EXERCÍCIO A: Enumere todos os vícios morais citados no texto sobre o materialismo.
EXERCÍCIO B: Reescreva o trecho do texto sobre o materialismo que começa em "Estas foram apenas" e termina em "compreender para crer.", trocando "natureza" por "criação".

TEXTO APRESENTADO:
↓

Estas foram apenas duas entre muitas outras grandes contribuições.
Assim,
o estudo da natureza passava a ter extrema importância, e muito se questionava
sobre os ensinamentos da religião que, exigindo uma fé cega, colocava muitos
obstáculos a este estudo, limitando o pensamento humano. Cada vez mais pessoas
desejavam compreender para crer.
Muitas
pessoas se interrogavam: Como um Deus infinitamente bom, justo e todo-poderoso
permitia tanto sofrimento e desigualdade entre os seus filhos?
Diante
de tudo isso, o materialismo científico, que afirma que tudo surgiu por acaso,
não havendo necessidade de um Deus para a criação do nosso Universo, avançava
cada vez mais. Para o materialismo, as pessoas não passariam de pedaços de
carne e osso inteligentes, sensíveis e com data de validade. As religiões nada
mais seriam do que criações da imaginação humana.
Com
o materialismo, vinha o pessimismo. Afinal, sem um propósito, um plano superior
para a vida, nosso destino dependeria do acaso. Sofrer ou se dar bem na vida,
muitas vezes, nada mais seria do que uma questão de sorte.
O
que restaria das pessoas após a morte, se não possuem uma alma imortal? O
suicídio, neste caso, seria uma fuga natural para aqueles que passam por
grandes sofrimentos na vida. Para que viver sofrendo se, com a morte, tudo
cessa?
Nossos
parentes e amigos mais queridos simplesmente deixariam de existir depois de
seus corpos terem descido para a sepultura.
Para
que procurar modificar-se, combater em si os vícios morais do egoísmo, do
orgulho, da vaidade e do apego às coisas materiais, querer tornar-se uma pessoa
boa e equilibrada, se a vida é curta? Tudo acabando com a morte, só nos resta
desfrutar da vida intensamente, sem se importar com quem quer que seja, pois a
vida pode acabar a qualquer momento. Só alguém que já é naturalmente bom
poderia continuar sendo, se fosse materialista. Mas mesmo assim questionaria se
sua bondade não é uma perda de tempo, diante de tantas pessoas que só se
importam consigo mesmas e estão desfrutando intensamente dos prazeres que a
vida pode proporcionar.
Imaginemos
um mundo onde a única crença fosse o materialismo. Seria uma selva, onde os
fracos seriam devorados pelos fortes.

↑

SEÇÃO DE DADOS:
↓

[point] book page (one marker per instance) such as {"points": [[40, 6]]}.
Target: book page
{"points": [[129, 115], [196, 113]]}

↑

RESPOSTA COMPLETA A:
- egoísmo
- orgulho
- vaidade
- apego às coisas materiais

RESPOSTA COMPLETA B:
Estas foram apenas duas entre muitas outras grandes contribuições.
Assim,
o estudo da criação passava a ter extrema importância, e muito se questionava
sobre os ensinamentos da religião que, exigindo uma fé cega, colocava muitos
obstáculos a este estudo, limitando o pensamento humano. Cada vez mais pessoas
desejavam compreender para crer.